--- Begin INFORMATION GIVEN ---

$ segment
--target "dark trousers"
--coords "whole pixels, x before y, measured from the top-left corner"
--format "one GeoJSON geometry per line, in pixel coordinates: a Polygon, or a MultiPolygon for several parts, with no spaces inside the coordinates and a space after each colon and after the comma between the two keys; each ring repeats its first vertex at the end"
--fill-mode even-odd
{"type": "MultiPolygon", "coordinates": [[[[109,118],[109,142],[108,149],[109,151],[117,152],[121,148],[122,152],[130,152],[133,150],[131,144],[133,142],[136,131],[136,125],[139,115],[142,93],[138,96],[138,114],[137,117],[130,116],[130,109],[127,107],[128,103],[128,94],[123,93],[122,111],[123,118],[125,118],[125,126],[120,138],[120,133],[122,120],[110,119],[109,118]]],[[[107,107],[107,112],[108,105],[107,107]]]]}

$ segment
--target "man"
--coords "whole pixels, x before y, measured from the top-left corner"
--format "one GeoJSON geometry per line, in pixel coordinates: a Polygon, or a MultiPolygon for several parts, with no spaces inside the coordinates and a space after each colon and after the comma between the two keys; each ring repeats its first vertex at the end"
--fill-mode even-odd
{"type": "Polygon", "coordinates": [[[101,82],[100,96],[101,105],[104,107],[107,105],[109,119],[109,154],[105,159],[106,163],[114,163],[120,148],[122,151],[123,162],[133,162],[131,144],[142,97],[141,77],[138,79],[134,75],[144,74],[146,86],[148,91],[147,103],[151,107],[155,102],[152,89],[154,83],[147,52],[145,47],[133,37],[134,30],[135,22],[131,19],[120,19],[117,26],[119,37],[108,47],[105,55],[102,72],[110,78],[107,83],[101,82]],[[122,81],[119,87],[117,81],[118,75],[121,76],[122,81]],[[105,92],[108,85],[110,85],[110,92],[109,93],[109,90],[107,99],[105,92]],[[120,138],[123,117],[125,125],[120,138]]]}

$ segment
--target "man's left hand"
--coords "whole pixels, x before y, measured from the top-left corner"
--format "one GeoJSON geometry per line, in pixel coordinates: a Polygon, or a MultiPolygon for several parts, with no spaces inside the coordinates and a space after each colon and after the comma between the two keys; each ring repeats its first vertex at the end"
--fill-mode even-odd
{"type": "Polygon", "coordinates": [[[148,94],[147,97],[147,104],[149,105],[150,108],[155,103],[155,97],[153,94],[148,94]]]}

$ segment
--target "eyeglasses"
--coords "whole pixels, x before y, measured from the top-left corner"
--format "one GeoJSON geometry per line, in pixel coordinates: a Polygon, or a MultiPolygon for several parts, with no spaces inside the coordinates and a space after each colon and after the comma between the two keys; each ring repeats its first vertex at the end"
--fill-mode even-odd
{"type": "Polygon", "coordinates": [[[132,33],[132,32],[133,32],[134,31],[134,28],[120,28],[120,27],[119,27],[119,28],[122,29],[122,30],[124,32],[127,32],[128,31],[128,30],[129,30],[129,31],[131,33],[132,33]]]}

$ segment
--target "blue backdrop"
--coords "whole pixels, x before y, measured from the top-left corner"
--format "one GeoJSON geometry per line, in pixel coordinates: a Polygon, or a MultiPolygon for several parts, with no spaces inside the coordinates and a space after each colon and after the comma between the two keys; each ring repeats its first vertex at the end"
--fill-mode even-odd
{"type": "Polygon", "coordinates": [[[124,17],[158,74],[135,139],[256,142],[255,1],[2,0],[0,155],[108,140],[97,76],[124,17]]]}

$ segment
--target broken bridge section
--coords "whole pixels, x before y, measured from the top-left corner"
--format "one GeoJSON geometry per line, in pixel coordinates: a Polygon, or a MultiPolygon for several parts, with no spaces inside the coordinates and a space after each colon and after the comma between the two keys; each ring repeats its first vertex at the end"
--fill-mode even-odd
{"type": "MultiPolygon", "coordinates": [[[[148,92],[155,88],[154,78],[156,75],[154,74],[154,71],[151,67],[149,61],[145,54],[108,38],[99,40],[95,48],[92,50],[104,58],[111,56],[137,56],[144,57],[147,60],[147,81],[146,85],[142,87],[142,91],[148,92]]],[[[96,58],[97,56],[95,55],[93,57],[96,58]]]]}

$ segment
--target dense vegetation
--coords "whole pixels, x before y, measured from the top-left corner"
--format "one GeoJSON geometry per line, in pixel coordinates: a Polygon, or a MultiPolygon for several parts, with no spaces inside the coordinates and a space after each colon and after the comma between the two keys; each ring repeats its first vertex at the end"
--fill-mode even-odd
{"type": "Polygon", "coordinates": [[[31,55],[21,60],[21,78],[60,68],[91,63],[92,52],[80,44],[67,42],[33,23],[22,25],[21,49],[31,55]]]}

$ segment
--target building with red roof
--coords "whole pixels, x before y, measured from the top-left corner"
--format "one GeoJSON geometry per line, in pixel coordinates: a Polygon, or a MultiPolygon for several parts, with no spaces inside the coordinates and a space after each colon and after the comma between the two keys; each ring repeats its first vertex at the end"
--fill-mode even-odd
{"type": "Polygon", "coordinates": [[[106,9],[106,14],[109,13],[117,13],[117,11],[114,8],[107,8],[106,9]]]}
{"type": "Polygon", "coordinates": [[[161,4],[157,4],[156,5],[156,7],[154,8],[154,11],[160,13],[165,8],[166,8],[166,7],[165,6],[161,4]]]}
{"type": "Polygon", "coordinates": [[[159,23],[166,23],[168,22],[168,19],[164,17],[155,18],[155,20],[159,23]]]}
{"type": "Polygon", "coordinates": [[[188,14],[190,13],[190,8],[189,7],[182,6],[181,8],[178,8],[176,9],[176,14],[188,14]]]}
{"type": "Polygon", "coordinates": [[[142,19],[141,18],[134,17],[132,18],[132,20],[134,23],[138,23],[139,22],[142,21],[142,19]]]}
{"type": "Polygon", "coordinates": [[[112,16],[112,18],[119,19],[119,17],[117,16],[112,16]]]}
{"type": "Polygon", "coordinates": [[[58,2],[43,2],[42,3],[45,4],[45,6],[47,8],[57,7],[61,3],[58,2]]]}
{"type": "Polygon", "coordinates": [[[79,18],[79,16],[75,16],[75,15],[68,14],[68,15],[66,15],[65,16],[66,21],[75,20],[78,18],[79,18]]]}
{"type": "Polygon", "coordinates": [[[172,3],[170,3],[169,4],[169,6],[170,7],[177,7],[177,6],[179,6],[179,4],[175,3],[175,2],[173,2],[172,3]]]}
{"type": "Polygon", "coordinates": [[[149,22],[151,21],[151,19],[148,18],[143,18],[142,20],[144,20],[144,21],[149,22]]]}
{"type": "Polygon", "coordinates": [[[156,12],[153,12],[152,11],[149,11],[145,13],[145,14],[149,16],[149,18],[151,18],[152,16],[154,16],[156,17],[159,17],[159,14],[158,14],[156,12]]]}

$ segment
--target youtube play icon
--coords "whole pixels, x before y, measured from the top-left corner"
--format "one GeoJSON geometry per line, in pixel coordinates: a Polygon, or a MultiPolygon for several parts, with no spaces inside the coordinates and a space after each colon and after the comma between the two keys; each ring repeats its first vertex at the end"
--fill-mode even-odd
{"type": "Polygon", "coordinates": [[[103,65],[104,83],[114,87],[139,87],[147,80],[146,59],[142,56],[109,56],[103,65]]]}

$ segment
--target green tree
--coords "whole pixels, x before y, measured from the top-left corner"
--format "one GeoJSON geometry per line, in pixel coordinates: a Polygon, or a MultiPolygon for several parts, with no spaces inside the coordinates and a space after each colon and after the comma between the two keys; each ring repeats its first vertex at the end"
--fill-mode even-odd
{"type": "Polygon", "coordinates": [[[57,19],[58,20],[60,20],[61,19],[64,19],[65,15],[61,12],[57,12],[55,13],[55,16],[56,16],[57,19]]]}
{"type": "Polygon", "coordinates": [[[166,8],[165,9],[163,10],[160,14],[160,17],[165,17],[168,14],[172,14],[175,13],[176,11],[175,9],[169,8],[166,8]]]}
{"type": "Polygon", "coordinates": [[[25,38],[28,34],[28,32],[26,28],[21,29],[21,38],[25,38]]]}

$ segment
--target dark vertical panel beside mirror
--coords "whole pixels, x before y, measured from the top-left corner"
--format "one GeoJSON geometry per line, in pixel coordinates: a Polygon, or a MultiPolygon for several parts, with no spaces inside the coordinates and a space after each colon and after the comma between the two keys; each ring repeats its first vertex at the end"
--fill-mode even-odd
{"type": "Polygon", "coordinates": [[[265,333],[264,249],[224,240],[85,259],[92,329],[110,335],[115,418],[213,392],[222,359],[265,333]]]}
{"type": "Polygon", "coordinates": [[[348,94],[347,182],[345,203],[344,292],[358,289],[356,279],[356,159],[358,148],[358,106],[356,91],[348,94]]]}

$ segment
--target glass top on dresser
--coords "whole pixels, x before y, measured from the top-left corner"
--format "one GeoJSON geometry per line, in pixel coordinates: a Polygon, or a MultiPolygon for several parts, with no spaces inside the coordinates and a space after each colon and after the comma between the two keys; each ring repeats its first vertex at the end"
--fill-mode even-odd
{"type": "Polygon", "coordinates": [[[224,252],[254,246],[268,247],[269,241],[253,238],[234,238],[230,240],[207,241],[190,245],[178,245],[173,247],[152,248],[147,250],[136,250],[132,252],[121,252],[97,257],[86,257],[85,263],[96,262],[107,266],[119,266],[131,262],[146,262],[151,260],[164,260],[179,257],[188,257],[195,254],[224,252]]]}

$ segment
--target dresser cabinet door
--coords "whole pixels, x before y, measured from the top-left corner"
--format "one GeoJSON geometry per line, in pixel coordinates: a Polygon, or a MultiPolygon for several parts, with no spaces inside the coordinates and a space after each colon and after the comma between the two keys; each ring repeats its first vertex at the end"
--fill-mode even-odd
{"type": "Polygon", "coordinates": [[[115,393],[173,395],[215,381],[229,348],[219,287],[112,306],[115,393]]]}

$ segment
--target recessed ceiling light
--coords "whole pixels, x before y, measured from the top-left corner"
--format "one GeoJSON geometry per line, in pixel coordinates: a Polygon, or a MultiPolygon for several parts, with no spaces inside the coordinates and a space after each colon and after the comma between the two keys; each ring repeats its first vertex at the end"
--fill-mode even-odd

--- End INFORMATION GIVEN ---

EXERCISE GOAL: Identify each line in the records above that contains the string "dark", counting only matches with the same case.

COMPLETE ANSWER:
--target "dark trousers"
--target dark vertical panel beside mirror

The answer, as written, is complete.